--- STUDY MATERIAL ---
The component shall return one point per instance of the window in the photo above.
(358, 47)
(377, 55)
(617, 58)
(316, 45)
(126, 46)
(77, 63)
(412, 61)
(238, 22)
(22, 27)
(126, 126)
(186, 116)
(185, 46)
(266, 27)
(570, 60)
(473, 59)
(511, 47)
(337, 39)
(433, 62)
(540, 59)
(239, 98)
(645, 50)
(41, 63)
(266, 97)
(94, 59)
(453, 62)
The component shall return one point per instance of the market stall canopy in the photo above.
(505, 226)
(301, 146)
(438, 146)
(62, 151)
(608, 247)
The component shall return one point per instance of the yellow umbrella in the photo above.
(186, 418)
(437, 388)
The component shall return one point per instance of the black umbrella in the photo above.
---
WHAT IS BEING ASKED: Repeat precisely the lines of the data starting at the one containing "The component shall return one point per instance of the yellow", last line included.

ANSWER TO THE EXERCISE:
The component shall return one point per instance of the yellow umbrella in the photo above.
(186, 418)
(437, 388)
The component shall return one point per instance of the black umbrella in the photo above.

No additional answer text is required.